* Begin Record excerpts *
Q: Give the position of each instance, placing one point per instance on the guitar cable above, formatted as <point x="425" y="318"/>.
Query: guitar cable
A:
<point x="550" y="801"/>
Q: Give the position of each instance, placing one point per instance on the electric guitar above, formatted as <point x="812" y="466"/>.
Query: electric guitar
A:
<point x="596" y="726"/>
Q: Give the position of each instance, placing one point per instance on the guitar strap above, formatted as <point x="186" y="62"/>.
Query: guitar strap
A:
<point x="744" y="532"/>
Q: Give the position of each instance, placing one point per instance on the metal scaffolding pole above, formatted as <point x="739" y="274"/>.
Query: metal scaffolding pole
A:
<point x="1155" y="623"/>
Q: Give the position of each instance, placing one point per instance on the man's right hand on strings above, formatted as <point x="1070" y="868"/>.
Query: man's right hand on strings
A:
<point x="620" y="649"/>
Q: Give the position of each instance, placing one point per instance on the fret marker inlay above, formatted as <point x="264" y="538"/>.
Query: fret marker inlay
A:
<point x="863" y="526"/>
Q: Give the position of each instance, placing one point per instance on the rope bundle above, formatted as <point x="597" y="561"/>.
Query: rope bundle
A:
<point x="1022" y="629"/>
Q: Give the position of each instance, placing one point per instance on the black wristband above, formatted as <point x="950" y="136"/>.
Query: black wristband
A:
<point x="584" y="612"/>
* End Record excerpts *
Retype nothing except the lines from the line holding "on the electric" through the last line of the entries, both included.

§ Output
Q: Give the position of each instance, placing one point per instance on the electric guitar above, formatted as <point x="812" y="466"/>.
Query: electric guitar
A:
<point x="596" y="726"/>
Q: Give the position of each instance, placing one point per instance on the guitar strap above, formatted as <point x="186" y="62"/>.
Query: guitar strap
A:
<point x="744" y="532"/>
Q: Give the position of each instance, placing one point per instance on the metal scaffolding pole above, formatted as <point x="739" y="274"/>.
Query: metal scaffolding pole
A:
<point x="1155" y="623"/>
Q: Give the position of each instance, placing one point per instance on the man's right hand on strings above, formatted as <point x="1070" y="868"/>.
Query: man's right hand on strings
A:
<point x="620" y="649"/>
Q: Give the position of each instance, placing one point per instance on the fret marker inlay above, formatted as <point x="264" y="538"/>.
Query: fret marker inlay
A:
<point x="863" y="526"/>
Q: Give the position of each instance, placing one point per instance on the rope bundle above, formatted as <point x="597" y="561"/>.
Query: rope bundle
A:
<point x="1022" y="629"/>
Q: Give the position of each instance, placing one point per instance on the black wristband above, formatted as <point x="950" y="136"/>.
Query: black wristband
A:
<point x="584" y="612"/>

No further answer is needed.